[Entries for pointing at labeled objects]
-- start --

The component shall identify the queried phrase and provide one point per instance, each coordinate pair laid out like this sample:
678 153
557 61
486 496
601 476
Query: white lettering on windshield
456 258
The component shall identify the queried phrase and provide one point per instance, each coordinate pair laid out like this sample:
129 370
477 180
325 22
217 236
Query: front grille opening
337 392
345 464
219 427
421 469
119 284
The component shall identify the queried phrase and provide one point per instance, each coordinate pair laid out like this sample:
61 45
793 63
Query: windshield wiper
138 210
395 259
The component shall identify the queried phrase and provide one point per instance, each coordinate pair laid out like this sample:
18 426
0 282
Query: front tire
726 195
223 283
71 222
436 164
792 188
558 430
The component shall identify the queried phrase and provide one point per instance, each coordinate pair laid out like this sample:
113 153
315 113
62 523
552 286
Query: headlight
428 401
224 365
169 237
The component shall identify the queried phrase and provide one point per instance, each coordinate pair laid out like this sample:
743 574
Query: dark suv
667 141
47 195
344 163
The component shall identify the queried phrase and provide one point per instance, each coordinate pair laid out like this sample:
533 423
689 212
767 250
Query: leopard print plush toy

-- end --
-- start --

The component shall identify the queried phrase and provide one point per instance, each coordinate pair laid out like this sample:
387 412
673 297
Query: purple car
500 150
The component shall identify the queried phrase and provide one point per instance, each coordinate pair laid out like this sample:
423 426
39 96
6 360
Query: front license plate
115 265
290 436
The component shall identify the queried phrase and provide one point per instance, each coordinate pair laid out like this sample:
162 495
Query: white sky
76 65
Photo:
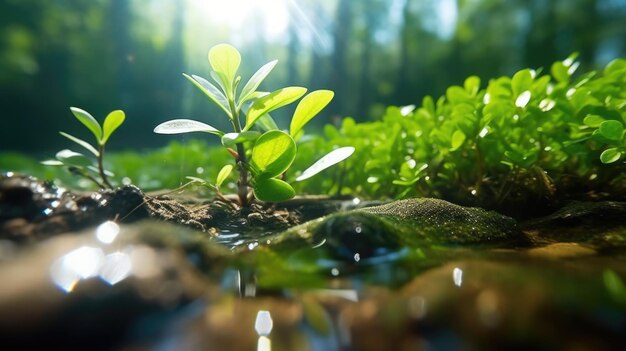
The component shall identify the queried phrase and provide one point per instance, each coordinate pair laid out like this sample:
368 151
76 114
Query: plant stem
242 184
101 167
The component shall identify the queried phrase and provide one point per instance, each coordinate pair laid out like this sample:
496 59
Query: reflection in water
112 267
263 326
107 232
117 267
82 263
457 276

-- end --

Exercise brief —
Extract each line of the entries above that contains the string "white". Matching is case-sensitive.

Reply —
Query: white lettering on windshield
Query: white sky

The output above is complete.